──────── Material ────────
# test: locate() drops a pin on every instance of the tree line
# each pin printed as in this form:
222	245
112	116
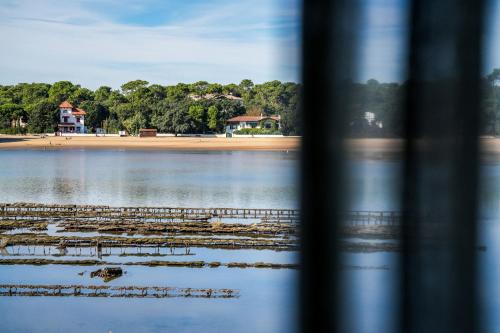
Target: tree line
199	107
202	107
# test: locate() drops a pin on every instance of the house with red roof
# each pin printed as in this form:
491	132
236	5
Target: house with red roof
241	122
71	119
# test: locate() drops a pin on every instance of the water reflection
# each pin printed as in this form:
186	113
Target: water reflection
113	177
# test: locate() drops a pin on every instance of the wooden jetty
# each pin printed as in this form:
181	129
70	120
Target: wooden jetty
110	291
20	210
99	213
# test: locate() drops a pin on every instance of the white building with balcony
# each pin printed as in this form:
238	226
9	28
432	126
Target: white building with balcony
71	119
241	122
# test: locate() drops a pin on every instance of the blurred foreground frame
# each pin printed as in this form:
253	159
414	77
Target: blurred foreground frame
440	192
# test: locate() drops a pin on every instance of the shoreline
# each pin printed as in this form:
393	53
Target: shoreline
367	147
15	142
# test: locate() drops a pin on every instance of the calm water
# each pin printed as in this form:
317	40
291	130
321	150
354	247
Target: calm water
154	178
149	178
224	179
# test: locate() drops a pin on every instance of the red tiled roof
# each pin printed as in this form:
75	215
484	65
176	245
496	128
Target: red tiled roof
79	112
65	104
251	118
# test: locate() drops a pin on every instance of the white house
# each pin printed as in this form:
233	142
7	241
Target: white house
240	122
71	119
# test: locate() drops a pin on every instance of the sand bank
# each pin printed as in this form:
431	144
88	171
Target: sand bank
160	143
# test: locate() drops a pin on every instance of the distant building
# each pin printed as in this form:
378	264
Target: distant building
71	119
241	122
371	120
196	97
147	132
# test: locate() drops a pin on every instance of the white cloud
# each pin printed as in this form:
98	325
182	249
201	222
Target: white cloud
47	41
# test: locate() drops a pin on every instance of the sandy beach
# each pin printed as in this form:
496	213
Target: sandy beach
160	143
363	147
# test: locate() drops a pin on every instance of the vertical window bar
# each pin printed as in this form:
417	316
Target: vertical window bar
441	167
328	62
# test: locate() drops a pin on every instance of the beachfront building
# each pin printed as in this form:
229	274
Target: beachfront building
241	122
71	119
────────
Transcribe exactly the line containing "the red tiled roof" and all remaining lines of the material, ending with the last one.

# test: locate() drops a pin on every instance of the red tiled roof
# each pin printed as in this form:
75	215
484	65
176	245
496	128
Target: red tiled roof
79	112
65	104
251	118
# test: locate() drops a pin on every instance of the white house
# each pin printed as in this form:
233	142
7	241
Target: white house
240	122
71	119
# test: locate() drops a pin on every instance of the sand bank
# each pin printed as in this form:
431	144
88	171
Target: sand bank
160	143
# test: locate() drops a pin on every instance of the distant building
# each pin printed as in this form:
378	264
Target: distant building
71	119
241	122
371	120
196	97
147	132
# test: locate() drops a pin on every instance of the white cloud
# each pin printed as in this form:
98	325
182	249
201	222
Target: white cloud
47	41
# test: locate() drops a pin on every instance of the sandy beach
# each pin printed as in this form:
496	213
Target: sandy beach
160	143
363	147
# test: locate() drops a pin on every instance of the vertical window bar
# each pin printed as in this form:
417	316
Target: vertical window bar
441	167
328	62
# test: locate() drops a pin on every instance of the beachfront building
# each pin printed as in this form:
229	274
Target: beachfront building
241	122
71	119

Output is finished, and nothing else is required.